But yes, I think that the UN rightly has continued to give more and more consideration to what it calls its strategic communications. You can never do enough, but I think we did a lot.

 

Surya: And during your work in Nepal did you see any moment where there was a real possibility of derailment of the peace process?

 

Ian Martin: Oh yes, I mean, 2007 was a very difficult year. With, you know, two phases that seriously threatened the process and in each case resulted in a postponement of the date that had been agreed for the constituent assembly election. 

The first of those was the kind of Madheshi uprising and one should also bear in mind that that was also reflected in the view of other marginalized groups that they had been rather excluded from a peace process that had been negotiated among a limited group of mainly high caste men.

So that derailed the process for a while until those issues were addressed through changes in the agreement on the electoral system and a further commitment to federalism. And then there was the point at which the Maoists withdrew from the interim government of which they had become a part and made additional demands to those they'd made previously.

And that led to another major renegotiation so so an election the election was held much later than it was supposed to be after we had gone through two very difficult periods that threatened the process

 

Surya: You mentioned about Madheshi Movement, I remember there was a time when there was a meeting between the UN and a cross-party group of Madheshi leaders during that time and it was the first time the issue of Madhesh was internationalized. Did you face any criticism from the Kathmandu elites for holding that meeting?

 

Ian Martin: It wasn't an internationalization of the Madeshi issue, it was a good faith effort by the UN to better understand the Madeshi grievances that were becoming a major obstacle in the peace process and the task that we were assisting. So yes, I convened a meeting, it wasn't just people from political parties, it was Madeshi's from all political parties, but also Madeshi's civil society with some of my staff with OHCHR personnel because we really needed to better understand what was clearly a major emerging issue. And the international community, like the Kathmandu elite, really didn't sufficiently understand or give sufficient attention to the Madeshi perspective, so that's what we were doing. It did indeed result in the Indian ambassador protesting to me that this was not something that the UN should be doing, but it wasn't a political initiative at all, it was simply the UN trying to better understand an important part of the context it was operating in so that it could do its job better.

^^^^^^^^

▸ Work to complete:
Answer these questions using the interview on Nepal's peace process.
(a) Which year does Ian Martin call a very difficult one?
(b) How were the issues behind the Madheshi uprising addressed?
(c) Who protested to Ian Martin about the meeting with Madheshi representatives?

(Items from a data source)
^^^^^^^^

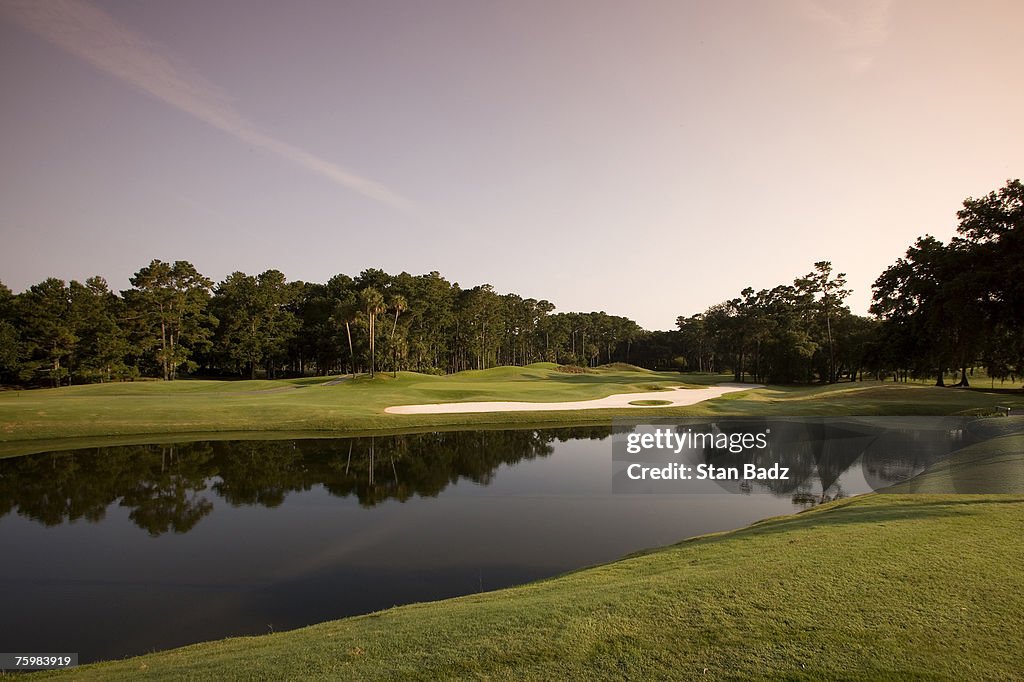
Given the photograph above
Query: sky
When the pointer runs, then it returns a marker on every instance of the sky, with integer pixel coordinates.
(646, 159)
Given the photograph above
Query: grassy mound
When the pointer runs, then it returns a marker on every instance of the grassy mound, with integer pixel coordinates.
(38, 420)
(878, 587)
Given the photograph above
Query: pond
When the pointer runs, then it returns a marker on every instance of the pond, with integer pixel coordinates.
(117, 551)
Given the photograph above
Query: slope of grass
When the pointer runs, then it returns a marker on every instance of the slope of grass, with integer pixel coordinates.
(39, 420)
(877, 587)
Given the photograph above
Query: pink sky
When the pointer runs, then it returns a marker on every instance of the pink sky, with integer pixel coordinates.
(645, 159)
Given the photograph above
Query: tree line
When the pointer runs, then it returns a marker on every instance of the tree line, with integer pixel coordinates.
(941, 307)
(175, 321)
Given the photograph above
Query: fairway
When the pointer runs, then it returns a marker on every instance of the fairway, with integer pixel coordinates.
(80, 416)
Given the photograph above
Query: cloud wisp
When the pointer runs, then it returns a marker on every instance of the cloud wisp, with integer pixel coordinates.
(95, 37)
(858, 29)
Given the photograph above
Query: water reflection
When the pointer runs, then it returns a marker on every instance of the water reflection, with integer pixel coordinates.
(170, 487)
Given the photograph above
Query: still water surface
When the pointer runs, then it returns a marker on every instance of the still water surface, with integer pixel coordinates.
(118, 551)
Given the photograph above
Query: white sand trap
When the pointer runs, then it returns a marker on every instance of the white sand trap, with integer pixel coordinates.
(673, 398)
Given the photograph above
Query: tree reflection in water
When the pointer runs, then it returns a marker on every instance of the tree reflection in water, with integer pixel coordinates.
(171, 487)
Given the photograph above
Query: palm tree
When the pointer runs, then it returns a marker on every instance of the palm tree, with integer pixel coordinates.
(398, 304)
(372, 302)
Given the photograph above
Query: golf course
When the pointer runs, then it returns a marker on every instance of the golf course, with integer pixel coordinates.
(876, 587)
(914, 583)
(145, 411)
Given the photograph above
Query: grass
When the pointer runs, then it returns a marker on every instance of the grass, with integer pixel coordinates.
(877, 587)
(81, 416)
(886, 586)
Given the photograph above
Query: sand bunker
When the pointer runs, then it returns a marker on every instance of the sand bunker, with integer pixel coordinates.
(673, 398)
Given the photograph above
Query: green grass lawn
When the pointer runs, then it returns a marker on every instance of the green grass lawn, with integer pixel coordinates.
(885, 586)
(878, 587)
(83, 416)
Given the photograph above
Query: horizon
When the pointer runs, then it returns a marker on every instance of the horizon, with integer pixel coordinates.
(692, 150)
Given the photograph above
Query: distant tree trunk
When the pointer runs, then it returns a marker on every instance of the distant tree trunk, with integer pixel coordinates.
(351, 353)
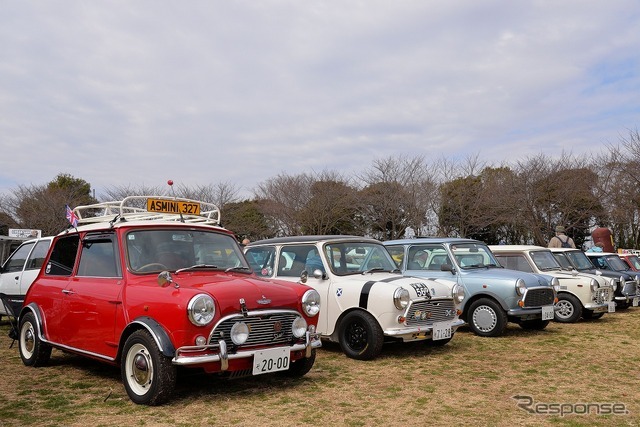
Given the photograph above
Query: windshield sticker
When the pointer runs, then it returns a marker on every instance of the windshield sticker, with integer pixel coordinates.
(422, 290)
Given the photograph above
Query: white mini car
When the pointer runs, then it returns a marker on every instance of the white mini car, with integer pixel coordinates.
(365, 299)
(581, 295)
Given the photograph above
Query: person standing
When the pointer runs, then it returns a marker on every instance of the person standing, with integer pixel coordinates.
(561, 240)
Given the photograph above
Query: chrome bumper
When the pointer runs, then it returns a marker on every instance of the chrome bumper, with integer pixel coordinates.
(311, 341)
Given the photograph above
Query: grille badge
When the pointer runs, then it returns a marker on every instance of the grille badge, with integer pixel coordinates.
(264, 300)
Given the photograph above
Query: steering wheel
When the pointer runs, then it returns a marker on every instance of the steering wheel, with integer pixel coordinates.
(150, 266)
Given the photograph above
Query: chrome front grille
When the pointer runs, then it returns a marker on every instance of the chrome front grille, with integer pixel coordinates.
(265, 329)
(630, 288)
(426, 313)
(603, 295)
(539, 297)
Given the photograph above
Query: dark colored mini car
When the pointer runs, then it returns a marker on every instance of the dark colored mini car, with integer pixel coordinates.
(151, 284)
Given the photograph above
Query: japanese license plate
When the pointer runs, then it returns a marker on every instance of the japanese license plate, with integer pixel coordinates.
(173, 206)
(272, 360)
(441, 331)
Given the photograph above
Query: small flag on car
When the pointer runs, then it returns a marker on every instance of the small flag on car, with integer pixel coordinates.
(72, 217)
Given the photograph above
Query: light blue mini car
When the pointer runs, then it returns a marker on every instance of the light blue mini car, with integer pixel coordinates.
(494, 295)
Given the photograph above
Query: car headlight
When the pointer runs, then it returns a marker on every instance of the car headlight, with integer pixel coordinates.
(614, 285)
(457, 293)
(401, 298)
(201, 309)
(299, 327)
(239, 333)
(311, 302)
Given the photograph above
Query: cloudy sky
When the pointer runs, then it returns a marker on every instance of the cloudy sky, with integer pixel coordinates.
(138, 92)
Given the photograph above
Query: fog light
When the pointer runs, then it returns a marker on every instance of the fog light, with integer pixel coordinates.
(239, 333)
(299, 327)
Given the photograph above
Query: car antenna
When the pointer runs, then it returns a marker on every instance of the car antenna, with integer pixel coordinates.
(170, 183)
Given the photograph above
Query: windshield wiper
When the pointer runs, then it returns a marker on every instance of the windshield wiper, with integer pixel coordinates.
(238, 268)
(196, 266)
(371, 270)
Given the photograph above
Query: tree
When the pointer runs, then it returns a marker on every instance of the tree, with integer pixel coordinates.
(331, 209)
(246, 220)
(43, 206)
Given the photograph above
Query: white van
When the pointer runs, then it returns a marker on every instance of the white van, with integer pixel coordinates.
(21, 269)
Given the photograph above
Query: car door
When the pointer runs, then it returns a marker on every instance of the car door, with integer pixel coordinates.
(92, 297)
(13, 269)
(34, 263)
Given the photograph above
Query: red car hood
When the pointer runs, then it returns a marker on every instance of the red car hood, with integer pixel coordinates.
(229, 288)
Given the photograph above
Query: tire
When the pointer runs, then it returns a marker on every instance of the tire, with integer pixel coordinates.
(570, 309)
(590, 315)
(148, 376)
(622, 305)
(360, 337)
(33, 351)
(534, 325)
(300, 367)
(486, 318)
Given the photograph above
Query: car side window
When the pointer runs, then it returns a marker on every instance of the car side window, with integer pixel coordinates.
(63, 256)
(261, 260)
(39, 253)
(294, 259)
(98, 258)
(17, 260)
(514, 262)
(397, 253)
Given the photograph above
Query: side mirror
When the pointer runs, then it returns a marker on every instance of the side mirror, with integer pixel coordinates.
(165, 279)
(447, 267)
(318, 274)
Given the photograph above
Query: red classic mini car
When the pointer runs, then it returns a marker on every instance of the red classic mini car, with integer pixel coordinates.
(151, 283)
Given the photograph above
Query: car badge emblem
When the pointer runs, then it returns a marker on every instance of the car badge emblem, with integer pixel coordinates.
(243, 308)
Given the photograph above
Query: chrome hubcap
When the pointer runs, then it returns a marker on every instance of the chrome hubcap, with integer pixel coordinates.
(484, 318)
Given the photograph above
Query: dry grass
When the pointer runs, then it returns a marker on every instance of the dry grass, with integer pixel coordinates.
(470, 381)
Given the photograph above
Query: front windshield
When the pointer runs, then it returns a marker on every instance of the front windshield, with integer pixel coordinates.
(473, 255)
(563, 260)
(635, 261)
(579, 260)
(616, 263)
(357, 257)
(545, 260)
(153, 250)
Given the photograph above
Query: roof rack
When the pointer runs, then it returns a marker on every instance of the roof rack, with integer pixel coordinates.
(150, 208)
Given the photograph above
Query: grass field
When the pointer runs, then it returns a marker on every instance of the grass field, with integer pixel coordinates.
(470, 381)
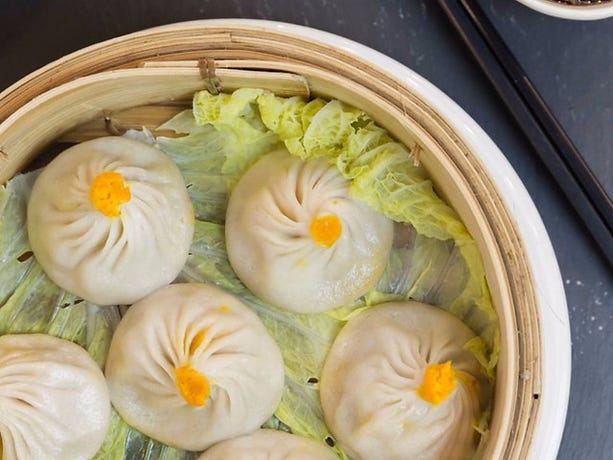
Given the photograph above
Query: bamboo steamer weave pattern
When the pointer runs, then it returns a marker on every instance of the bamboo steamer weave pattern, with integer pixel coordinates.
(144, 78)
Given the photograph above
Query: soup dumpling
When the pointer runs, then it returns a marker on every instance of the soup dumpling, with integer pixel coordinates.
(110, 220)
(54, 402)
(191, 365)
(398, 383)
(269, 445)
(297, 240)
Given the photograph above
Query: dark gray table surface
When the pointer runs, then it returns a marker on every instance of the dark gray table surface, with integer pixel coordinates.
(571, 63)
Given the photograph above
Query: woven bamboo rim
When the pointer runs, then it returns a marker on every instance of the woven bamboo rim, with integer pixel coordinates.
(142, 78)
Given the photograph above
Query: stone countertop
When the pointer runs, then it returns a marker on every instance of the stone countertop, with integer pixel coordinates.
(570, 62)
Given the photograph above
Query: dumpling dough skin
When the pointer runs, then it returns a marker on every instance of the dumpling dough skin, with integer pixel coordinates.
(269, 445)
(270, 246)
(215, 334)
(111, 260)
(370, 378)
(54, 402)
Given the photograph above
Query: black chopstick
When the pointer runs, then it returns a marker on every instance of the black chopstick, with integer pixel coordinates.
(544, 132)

^^^^^^^^

▸ Full answer:
(a) 2007.
(b) They were addressed through changes in the agreement on the electoral system and a further commitment to federalism.
(c) The Indian ambassador.